The shift to remote working has posed a significant challenge to businesses in recent years: how to replicate the office environment – standing desks, ergonomic chairs and the latest computer equipment – in employees’ homes? In the early days of the Covid-19 pandemic, many people scrambled to create makeshift workstations at home. Kitchen tables were turned into desks; office chairs and computer monitors were requisitioned from headquarters. As the situation wore on, and businesses s
sses started looking to improve their team members’ home office setups, it soon became clear that the traditional way of procuring office furniture wasn’t very well suited to an era of widespread remote work.
Retailers that sold office furniture tended to target either businesses or consumers, and no one was addressing employees’ needs. But that is starting to change as the industry begins to realise that working from home – at least part of the time – is here to stay.
In March, Officeworks unveiled Flexiworks, a platform that enables businesses to create one-off, monthly or annual allowances for their staff to buy the products and services they need to work from home or anywhere.
“If a big bank, for example, wanted all their teams to be decked out with the right ergonomic chair, they could offer a range of chairs on the platform, and then employees could come in with a budget and select the chair that works for them,” Jessica Richmond, Officeworks’ general manager of marketing and insights, explained to Inside Retail.
The platform is targeted at big businesses and free to use, and the response has been promising so far.
“This [behaviour] was already happening out in the market, but more informally. Flexiworks is providing an actual platform to allow [employers] to do that in an easier and much more regulated way,” Richmond said.
A rental platform for office furniture
Recess is another retailer that wants to make it easier for businesses to provide their staff with everything they need to work remotely.
Founded in Sydney in 2019, the e-commerce startup initially sold soundproof booths for making phone calls and doing ‘deep work’ in open-plan offices.
Earlier this year, it launched a wider range of office furniture, including desks, chairs, meeting tables and filing cabinets, and it plans to expand into electronics, such as laptops, monitors and chargers, in the coming months.

INFORMATION PROVIDED:
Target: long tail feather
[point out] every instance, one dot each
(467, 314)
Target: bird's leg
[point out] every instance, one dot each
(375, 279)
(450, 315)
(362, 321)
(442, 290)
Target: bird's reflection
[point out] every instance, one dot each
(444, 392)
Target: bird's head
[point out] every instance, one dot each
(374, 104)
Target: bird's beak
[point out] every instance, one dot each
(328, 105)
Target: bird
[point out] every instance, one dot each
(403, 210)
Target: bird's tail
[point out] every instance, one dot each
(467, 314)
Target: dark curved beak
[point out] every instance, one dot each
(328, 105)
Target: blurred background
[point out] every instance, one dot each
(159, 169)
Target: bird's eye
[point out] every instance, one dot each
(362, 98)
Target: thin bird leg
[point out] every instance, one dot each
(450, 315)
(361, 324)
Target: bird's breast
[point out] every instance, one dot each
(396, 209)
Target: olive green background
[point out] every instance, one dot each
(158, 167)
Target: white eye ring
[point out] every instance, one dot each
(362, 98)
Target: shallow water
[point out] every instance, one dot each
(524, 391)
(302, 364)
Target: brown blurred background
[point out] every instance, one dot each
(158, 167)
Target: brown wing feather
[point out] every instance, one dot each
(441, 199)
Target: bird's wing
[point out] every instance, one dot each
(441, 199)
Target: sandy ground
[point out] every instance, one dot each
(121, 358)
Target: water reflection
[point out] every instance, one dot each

ASSIGNMENT:
Extend the article about office furniture for remote workers, starting after its last sentence.

WRITTEN ANSWER:
“It’s a really interesting time to be doing this because the future of work is so different to how it looked two years ago. It’s all about hybrid work,” Will Chambers, one of the co-founders of Recess, told Inside Retail.
“People need a nice desk and chair for their home, and then obviously they still need it for their office, too. We’ve got some really cool and interesting ideas of what we want to do with that moving forward.”
Recess is currently trialling a platform that will allow businesses to pre-select a range of office furniture and equipment for team members to use at home. Employers can choose to fully or partially subsidise the purchase, and Recess will manage the inventory.
“It’s essentially an onboarding-offboarding process. When an employee is off-boarded, we will pick up their furniture, bring it back to our warehouse, refurbish it and send it out to a new employee,” Chambers said.
In this way, Recess is basically a rental platform for office furniture, with all the environmental benefits that entails. Sustainability is a big focus for the brand. It uses FSC-certified wood for all its timber-based products and its packaging is recyclable.
“We really want to create a circular furniture system, but also manage a real headache that we think is going to pop up more and more in the future,” Chambers said.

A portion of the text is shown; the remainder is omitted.